### WHAT IS REQUIRED
Could you reproduce, exactly and alone, the lines running from the one with "for player's fingers" to the end of the data below?

*** Opening MATERIAL FOR THIS TASK ***

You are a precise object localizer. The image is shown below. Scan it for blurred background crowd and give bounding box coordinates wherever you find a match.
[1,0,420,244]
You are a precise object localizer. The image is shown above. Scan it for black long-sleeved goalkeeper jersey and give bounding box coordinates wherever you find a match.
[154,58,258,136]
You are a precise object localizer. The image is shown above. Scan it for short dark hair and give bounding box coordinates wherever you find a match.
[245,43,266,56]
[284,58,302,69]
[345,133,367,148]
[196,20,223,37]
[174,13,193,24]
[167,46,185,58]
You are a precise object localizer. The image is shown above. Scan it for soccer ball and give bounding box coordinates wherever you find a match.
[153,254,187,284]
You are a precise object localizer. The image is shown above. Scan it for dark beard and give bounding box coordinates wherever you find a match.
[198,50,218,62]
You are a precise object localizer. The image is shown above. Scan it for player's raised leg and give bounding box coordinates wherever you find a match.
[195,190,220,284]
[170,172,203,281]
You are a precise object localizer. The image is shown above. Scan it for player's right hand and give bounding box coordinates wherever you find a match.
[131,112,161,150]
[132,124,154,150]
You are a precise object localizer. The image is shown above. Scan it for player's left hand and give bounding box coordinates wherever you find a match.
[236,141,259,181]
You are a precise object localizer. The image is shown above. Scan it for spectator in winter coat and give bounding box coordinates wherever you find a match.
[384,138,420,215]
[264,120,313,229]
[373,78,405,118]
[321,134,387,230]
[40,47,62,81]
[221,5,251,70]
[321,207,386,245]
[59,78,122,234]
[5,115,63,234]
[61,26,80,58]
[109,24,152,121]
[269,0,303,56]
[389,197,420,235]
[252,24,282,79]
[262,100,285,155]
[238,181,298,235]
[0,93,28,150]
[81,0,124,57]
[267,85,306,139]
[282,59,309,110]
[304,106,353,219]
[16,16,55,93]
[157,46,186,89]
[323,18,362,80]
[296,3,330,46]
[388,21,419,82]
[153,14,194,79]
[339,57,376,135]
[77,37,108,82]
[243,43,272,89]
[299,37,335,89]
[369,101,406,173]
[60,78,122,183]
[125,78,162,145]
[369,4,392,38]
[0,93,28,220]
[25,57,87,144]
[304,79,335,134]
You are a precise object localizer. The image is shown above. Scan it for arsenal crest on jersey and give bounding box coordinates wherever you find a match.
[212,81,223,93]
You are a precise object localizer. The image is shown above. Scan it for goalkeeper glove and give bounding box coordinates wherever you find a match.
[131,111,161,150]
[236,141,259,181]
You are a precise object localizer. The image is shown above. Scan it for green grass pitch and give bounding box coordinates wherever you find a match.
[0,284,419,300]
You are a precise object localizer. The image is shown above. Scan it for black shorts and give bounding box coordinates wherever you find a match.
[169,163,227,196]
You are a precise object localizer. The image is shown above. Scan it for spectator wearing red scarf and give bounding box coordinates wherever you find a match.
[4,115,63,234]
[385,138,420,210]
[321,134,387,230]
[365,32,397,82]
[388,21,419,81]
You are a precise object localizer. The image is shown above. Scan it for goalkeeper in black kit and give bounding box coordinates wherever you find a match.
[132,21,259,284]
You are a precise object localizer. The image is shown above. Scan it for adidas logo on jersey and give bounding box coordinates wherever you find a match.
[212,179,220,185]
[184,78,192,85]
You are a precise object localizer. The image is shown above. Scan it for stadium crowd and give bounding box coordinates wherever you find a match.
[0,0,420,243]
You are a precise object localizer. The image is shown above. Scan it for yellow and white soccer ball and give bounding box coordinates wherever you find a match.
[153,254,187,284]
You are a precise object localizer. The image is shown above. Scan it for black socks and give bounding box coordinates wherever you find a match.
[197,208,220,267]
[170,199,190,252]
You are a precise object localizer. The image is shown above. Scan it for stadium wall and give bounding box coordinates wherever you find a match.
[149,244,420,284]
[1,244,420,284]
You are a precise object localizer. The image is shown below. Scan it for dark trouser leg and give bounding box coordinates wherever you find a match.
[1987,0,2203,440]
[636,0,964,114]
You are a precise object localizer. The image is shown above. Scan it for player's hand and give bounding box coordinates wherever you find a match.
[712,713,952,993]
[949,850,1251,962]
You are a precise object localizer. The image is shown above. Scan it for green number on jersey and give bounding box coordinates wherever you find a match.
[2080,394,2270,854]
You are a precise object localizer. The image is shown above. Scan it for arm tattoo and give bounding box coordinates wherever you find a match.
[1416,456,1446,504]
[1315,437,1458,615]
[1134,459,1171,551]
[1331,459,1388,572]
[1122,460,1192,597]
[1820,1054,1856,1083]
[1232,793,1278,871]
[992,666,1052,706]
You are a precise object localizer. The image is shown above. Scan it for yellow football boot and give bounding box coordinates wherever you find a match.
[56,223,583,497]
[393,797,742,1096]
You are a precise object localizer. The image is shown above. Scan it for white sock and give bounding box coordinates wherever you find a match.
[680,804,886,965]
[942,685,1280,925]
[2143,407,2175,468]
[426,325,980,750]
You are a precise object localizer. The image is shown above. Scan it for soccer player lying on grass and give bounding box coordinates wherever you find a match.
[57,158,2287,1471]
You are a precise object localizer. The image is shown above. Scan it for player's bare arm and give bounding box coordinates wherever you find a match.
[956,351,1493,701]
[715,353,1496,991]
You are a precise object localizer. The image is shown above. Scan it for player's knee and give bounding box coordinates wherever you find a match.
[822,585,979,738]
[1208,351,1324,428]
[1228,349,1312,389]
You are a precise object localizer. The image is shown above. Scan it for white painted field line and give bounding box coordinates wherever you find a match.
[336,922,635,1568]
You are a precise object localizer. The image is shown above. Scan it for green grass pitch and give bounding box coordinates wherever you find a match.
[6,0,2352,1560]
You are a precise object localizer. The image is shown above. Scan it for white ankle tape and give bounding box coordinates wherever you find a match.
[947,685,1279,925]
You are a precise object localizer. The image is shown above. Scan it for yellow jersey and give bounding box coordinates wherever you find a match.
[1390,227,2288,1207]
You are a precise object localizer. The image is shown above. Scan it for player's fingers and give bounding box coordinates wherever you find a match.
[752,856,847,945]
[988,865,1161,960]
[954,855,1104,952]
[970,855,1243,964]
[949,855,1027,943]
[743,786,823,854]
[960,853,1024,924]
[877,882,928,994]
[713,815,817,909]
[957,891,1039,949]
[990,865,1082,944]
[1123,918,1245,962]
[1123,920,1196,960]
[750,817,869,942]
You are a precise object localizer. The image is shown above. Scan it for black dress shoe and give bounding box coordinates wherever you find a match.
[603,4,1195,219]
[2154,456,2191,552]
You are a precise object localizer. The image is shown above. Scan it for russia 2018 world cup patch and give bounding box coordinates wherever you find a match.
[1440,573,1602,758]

*** Closing MATERIAL FOR THIS TASK ***

### RESULT OF THIS TASK
You are a precise object localizer. The image is shown above. Scan it for player's fingers and give bounding box coordinates wherever you find a match.
[752,856,847,945]
[988,865,1161,960]
[954,855,1104,952]
[970,855,1243,964]
[949,855,1027,943]
[743,786,823,854]
[960,853,1024,924]
[877,882,928,994]
[713,815,817,909]
[957,891,1039,949]
[990,865,1082,944]
[1123,918,1245,962]
[1123,920,1196,960]
[750,817,869,942]
You are a precise object localizer. The image is shown above. Scan it for black dress shoe and give bounding box coordinates wherever you find a match.
[603,4,1195,219]
[2154,456,2191,552]
You are a precise object localizer. The image is shown above. Scan it for russia 2018 world cup patch and give bounding box coordinates wherever you find a match.
[1440,573,1602,758]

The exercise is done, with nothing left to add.